■ **Task goal**: Report how many lines of the records below contain the string "sneaker", where case matters. Reply with the number alone.

■ **Exercise input**:
** begin **

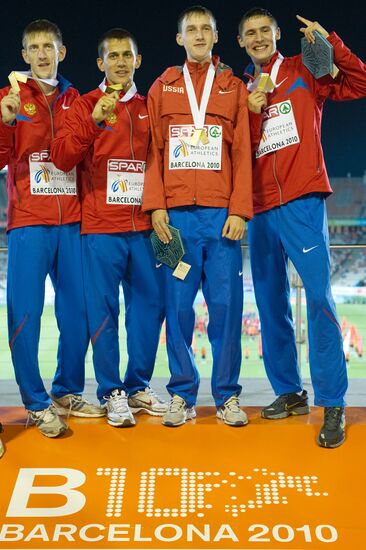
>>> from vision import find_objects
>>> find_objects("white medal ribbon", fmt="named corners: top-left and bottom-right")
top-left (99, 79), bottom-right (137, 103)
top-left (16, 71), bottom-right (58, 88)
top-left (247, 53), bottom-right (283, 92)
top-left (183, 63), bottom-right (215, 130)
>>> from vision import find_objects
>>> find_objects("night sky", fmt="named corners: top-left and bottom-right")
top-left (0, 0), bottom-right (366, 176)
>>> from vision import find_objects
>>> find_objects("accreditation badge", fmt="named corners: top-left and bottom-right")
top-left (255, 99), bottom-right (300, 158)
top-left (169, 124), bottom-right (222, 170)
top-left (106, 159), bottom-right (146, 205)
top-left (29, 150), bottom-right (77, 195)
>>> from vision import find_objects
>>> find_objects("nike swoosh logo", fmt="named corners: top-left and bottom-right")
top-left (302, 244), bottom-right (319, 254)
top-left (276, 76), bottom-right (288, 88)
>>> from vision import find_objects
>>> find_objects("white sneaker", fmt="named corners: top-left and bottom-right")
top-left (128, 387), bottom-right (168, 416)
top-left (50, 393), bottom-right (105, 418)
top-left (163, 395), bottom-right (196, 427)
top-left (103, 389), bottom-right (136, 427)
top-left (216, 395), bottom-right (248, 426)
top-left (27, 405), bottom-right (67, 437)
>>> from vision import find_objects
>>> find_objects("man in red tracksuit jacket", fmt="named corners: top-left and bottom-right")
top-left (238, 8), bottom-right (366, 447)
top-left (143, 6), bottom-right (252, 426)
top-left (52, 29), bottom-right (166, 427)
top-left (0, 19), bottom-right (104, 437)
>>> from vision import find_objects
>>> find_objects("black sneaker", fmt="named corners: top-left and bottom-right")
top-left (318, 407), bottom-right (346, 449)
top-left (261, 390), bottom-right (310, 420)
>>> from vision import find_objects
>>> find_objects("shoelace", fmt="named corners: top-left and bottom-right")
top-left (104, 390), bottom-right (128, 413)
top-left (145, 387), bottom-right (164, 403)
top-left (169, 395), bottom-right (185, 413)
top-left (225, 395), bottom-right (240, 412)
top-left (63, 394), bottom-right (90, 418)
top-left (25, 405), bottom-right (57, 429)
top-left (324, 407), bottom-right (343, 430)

** end **
** begin **

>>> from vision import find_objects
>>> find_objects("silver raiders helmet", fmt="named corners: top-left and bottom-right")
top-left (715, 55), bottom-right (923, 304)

** end **
** begin **

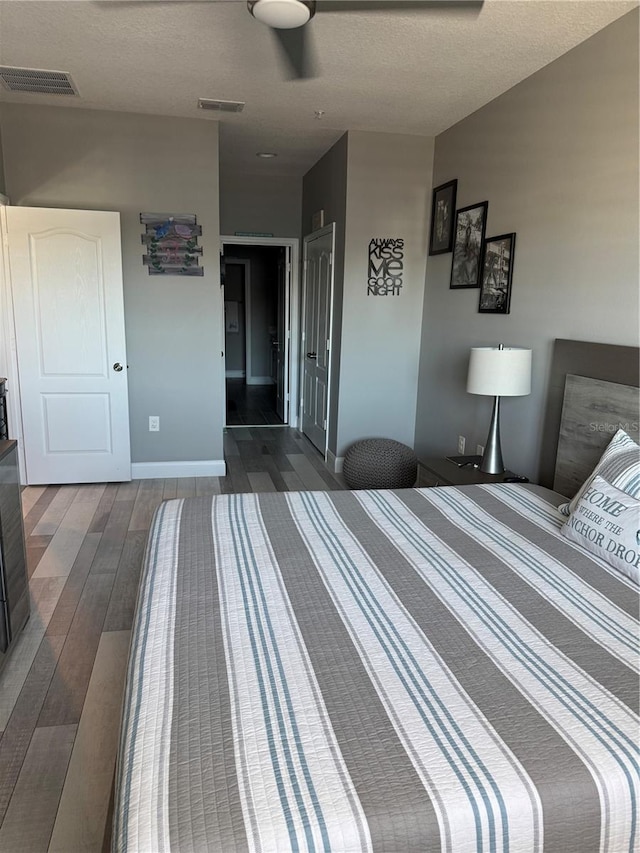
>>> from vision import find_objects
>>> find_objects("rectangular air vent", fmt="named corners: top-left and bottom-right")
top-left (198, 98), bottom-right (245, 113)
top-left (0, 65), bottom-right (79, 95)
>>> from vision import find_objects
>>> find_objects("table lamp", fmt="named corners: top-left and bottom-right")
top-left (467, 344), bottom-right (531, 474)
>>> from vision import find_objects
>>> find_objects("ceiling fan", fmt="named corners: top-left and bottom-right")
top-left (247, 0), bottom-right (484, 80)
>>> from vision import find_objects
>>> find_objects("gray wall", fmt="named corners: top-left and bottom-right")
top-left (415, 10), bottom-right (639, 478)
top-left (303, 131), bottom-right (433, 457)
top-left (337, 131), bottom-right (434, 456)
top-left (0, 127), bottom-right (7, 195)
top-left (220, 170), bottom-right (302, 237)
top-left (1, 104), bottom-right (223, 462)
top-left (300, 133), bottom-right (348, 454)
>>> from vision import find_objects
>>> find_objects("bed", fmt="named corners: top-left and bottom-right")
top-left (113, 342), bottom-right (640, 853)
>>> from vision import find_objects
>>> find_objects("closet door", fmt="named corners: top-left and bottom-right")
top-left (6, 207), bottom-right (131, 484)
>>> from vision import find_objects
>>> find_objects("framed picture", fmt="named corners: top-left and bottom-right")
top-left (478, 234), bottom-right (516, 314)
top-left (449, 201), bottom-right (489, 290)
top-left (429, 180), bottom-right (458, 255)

** end **

■ **Task result**: 2